Belge:

========

Tarihi Yarımada’ya Doğa Tarihi Müzesi

İstanbul Üniversitesi Jeoloji Mühendisliği Bölümü tarafından açılan Jeoloji Müzesi, Türkiye’deki jeoloji eğitimine katkılarını, bu konudaki ilk ve öncü kurum olmanın sorumluluğunun bilincinde olarak, sürdürmektedir. Türkiye’nin gözbebeği Jeoloji Müzesi’ni Prof. Dr. İzver Özkar Öngen’den dinleyelim…

18 Haziran 2012 11:45
Jeoloji Müzesi’nin kuruluşu… 

İstanbul Üniversitesi Jeoloji Müzesinin ilk kuruluş aşamasına öncelik eden 1915 yılındaki kurucularımızdan Doç. Dr. Walter Penck ve Ordinaryus Profesör Hamit Nafiz Pamir’in büyük katkılarıyla Jeoloji Enstitüsü kurulur. O dönemlerde Alman hocaların Jeoloji eğitiminde koleksiyon ve jeolojik materyalin önemine bakışları farklıydı.

========

Sağlanan veriler:
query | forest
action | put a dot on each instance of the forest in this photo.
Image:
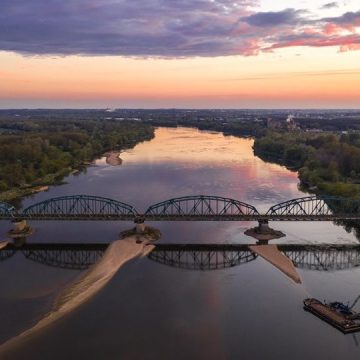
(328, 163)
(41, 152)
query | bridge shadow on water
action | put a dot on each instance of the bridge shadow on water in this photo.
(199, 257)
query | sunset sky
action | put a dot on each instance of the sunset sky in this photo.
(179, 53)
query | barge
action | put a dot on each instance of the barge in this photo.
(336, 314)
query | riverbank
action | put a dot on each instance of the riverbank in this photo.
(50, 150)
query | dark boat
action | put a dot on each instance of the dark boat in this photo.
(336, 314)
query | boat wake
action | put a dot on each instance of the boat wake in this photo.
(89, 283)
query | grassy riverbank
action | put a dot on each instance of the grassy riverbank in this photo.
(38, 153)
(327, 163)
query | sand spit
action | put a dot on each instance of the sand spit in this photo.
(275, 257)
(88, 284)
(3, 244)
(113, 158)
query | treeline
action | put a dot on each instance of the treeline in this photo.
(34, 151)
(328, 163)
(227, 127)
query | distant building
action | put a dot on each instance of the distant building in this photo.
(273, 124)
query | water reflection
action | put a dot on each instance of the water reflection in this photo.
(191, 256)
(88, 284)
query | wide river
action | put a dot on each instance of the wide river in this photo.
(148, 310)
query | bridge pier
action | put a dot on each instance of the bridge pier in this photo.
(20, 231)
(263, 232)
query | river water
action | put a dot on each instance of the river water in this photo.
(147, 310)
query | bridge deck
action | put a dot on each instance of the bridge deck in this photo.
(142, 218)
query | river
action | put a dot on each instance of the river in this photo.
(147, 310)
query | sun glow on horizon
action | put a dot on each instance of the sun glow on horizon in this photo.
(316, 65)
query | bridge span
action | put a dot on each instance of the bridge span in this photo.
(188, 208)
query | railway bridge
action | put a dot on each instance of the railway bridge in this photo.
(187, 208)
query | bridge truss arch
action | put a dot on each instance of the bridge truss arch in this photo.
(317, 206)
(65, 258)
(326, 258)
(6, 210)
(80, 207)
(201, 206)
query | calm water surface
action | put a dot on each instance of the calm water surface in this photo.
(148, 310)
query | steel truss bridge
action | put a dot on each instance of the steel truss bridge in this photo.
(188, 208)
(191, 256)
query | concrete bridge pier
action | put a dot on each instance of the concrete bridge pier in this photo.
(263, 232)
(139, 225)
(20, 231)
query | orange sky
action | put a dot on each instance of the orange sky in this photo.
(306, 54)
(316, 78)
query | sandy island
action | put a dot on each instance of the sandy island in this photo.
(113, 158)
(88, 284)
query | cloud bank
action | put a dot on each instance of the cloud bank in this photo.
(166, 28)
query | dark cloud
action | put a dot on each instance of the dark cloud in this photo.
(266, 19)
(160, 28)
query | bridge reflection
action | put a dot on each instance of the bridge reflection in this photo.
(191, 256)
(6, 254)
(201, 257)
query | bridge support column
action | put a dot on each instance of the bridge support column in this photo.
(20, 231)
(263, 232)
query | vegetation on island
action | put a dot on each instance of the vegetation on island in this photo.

========

Verilen görev: Jeoloji Müzesi yazısında "18 Haziran 2012" sözleriyle başlayan ve "önemine bakışları farklıydı." sözlerini de içine alarak biten bölümü hiç değiştirmeden yazın.

Görevin çözümü:
18 Haziran 2012 11:45
Jeoloji Müzesi’nin kuruluşu… 

İstanbul Üniversitesi Jeoloji Müzesinin ilk kuruluş aşamasına öncelik eden 1915 yılındaki kurucularımızdan Doç. Dr. Walter Penck ve Ordinaryus Profesör Hamit Nafiz Pamir’in büyük katkılarıyla Jeoloji Enstitüsü kurulur. O dönemlerde Alman hocaların Jeoloji eğitiminde koleksiyon ve jeolojik materyalin önemine bakışları farklıydı.